----- PROVIDED DATA -----

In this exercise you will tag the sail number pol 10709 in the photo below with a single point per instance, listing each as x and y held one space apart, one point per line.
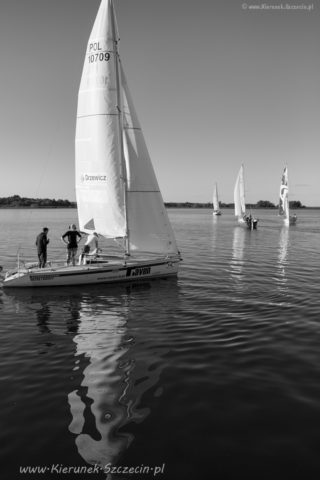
96 54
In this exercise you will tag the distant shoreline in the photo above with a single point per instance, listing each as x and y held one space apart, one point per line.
24 202
167 205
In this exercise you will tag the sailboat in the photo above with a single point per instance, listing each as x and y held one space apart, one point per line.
216 210
284 200
240 203
117 192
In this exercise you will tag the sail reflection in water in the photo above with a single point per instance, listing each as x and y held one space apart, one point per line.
237 255
282 259
100 340
118 368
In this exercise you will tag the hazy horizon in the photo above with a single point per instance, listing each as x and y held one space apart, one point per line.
215 84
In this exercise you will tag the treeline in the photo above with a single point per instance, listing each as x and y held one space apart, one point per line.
19 202
259 204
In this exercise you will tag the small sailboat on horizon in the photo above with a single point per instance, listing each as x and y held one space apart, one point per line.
284 209
215 202
240 204
117 192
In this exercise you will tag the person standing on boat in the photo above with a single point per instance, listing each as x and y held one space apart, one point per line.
73 238
91 246
42 242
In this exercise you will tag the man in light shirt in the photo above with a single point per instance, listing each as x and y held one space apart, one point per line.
91 246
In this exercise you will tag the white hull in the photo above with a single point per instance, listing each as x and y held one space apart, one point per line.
113 271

-----

WHAT YOU WILL DO | Lay out each line of the material above as a Markdown table with the columns "Row" and "Text," numbering the rows in order and skipping any blank lines. Leave the pictures out of the table.

EXERCISE ANSWER |
| Row | Text |
|---|---|
| 1 | In this exercise you will tag the sail number pol 10709 in the photo below with a single point per instance, listing each as x and y held one space apart, one point per line. |
| 2 | 96 54 |
| 3 | In this exercise you will tag the distant shoreline in the photo above with a single point per instance, listing each as x and y held one space apart, one point per line. |
| 4 | 24 202 |
| 5 | 167 205 |
| 6 | In this exercise you will tag the sailboat in the photo above with a single point per instance, listing each as x and y held one space apart, one point per line. |
| 7 | 216 210 |
| 8 | 284 200 |
| 9 | 240 203 |
| 10 | 117 192 |
| 11 | In this exercise you will tag the sail reflection in water in the photo above with a single point per instance, listing each as x and y held one space apart, one point per line. |
| 12 | 237 255 |
| 13 | 282 259 |
| 14 | 100 340 |
| 15 | 118 368 |
| 16 | In this exercise you will tag the hazy horizon in the photo above with a single point per instance, listing each as x and y held one space apart, one point per line. |
| 17 | 215 84 |
| 18 | In this exercise you will tag the treeline in the photo above with a single point per instance, listing each as x and y held one space apart, one point per line. |
| 19 | 19 202 |
| 20 | 259 204 |
| 21 | In this exercise you will tag the small sailboat on horizon in the photo above with a single point per instance, listing each as x and y held one space apart, one point per line. |
| 22 | 284 209 |
| 23 | 215 202 |
| 24 | 240 204 |
| 25 | 117 192 |
| 26 | In this exercise you will tag the person standing on boat in the photo above with a single point per instance, listing each as x and y held one space apart, one point per line. |
| 27 | 73 238 |
| 28 | 91 246 |
| 29 | 42 242 |
| 30 | In this exercise you will tag the man in light shirt in the photo above with a single point per instance, listing each as x and y held one space apart, one point per line. |
| 31 | 91 246 |
| 32 | In this exercise you will tag the white hull in the photo above with a single point per instance, listing each as x and y held one space apart, one point per line. |
| 33 | 113 271 |